火烧 2011-04-30 00:00:00 历史视野 1032
文章探讨文化大革命与辛亥革命时期党争的关联,分析五色旗与青天白日旗的象征意义,以及孙中山与蒋介石的治国理念差异,揭示权力转移与民主演变的历史脉络。

文化大革命的源与流:辛亥革命时期的党争  

作者 壶公评论  

说明:  

关于党争,发生于中国仕阶层,也就是知识分子阶层中的一类庸俗性的论争。党争有两种基本属性:  

其一、它是中国社会的皇权、仕权和民权三位一体构成的产物,所以中国的党争与西方社会的政党之争并不相同,后者是阶级斗争的产物;  

其二、它的目标低下,例如明朝党争主要围绕的主题是皇位传续的正统化,虽然源于宋代的这种争论其内涵是在世袭制的前提下寻求社会的稳定,但是明代的争论却大多停留在朋党的争权夺利,表现于一朝天子一朝臣。

记录 —
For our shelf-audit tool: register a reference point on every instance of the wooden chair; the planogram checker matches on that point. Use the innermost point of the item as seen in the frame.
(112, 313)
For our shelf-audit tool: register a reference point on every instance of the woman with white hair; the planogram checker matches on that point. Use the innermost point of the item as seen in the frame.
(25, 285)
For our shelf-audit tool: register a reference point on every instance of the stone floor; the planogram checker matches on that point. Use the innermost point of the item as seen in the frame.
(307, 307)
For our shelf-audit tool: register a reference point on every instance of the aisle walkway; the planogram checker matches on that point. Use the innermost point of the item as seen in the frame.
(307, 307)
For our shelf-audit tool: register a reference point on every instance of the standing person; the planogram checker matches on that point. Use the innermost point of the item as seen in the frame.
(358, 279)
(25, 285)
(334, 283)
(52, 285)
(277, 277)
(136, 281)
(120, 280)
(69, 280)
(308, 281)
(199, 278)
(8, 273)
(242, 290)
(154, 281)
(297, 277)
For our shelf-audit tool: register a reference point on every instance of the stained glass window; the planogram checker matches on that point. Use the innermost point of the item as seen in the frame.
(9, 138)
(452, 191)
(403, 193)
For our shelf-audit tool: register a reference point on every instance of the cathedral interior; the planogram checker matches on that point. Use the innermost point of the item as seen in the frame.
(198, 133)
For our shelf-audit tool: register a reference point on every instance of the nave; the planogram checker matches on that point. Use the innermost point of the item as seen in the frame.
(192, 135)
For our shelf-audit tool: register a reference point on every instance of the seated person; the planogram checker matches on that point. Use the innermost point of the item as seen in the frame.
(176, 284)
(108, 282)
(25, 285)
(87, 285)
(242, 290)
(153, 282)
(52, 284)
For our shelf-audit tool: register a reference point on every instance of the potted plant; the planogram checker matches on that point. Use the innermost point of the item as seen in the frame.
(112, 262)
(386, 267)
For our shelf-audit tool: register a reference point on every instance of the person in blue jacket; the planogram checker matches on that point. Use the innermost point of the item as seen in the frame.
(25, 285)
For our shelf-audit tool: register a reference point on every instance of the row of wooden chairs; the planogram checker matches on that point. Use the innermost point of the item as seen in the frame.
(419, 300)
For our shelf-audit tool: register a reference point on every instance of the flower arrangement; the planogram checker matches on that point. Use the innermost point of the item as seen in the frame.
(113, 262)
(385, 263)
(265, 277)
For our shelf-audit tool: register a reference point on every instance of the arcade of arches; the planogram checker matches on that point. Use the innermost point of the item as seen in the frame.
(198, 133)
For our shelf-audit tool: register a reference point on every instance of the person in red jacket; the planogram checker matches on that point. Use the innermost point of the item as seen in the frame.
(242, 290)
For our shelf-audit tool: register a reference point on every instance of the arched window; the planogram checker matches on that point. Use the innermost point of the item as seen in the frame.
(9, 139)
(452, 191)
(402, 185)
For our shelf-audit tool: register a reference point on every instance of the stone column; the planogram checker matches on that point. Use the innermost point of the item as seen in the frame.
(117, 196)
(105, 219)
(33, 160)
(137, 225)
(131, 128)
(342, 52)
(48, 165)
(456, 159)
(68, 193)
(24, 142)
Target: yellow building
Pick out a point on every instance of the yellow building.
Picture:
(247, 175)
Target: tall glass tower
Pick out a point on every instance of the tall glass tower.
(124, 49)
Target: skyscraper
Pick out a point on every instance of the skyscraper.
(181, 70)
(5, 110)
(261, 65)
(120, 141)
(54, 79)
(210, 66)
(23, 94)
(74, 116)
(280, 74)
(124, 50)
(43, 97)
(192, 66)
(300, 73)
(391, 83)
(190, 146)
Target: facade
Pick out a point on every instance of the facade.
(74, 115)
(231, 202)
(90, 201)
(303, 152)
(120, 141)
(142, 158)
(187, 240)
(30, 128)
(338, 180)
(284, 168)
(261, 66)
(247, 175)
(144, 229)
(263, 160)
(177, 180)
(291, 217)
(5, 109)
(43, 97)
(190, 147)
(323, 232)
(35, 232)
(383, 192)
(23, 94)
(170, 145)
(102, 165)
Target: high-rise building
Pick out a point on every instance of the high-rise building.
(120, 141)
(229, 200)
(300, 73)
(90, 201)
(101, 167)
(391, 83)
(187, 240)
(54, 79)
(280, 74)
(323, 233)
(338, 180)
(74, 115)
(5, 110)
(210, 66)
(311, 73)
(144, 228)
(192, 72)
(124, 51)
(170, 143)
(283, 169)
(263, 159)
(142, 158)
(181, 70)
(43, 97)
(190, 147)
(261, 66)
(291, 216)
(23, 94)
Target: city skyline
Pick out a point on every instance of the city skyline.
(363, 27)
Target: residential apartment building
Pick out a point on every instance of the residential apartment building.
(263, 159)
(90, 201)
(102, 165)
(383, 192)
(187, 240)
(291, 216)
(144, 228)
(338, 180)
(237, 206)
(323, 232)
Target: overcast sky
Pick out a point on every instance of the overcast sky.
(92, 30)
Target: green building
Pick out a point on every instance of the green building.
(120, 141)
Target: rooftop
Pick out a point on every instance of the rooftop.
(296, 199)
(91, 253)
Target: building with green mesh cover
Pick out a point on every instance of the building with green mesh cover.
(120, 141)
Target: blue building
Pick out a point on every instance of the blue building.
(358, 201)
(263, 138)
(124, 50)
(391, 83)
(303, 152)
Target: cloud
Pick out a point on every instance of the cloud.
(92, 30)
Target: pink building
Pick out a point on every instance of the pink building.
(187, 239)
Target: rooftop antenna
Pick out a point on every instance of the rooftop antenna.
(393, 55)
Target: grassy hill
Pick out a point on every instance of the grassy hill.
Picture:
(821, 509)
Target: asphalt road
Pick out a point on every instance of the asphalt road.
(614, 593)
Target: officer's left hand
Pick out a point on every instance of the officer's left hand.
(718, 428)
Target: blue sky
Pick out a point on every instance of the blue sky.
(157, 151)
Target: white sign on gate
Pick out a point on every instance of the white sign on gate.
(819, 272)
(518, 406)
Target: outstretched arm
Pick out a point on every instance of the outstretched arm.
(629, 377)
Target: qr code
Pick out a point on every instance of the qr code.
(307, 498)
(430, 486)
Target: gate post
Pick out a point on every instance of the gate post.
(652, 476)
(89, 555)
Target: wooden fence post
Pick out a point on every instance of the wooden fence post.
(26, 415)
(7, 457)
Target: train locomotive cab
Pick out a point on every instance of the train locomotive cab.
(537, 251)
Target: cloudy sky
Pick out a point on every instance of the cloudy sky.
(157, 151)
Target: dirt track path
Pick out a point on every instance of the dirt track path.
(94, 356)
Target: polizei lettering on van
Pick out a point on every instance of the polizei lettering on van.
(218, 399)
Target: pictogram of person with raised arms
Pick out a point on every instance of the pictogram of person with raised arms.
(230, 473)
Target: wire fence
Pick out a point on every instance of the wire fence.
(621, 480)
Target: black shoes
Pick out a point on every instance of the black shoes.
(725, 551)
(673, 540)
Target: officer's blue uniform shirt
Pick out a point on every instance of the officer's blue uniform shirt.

任务说明 — 请照录这篇谈辛亥革命时期党争的文章中从“文化大革命的源与流:辛亥革命时期的党争”到“夺利,表现于一朝天子一朝臣。”的一段文字。

参考答案 —
文化大革命的源与流:辛亥革命时期的党争  

作者 壶公评论  

说明:  

关于党争,发生于中国仕阶层,也就是知识分子阶层中的一类庸俗性的论争。党争有两种基本属性:  

其一、它是中国社会的皇权、仕权和民权三位一体构成的产物,所以中国的党争与西方社会的政党之争并不相同,后者是阶级斗争的产物;  

其二、它的目标低下,例如明朝党争主要围绕的主题是皇位传续的正统化,虽然源于宋代的这种争论其内涵是在世袭制的前提下寻求社会的稳定,但是明代的争论却大多停留在朋党的争权夺利,表现于一朝天子一朝臣。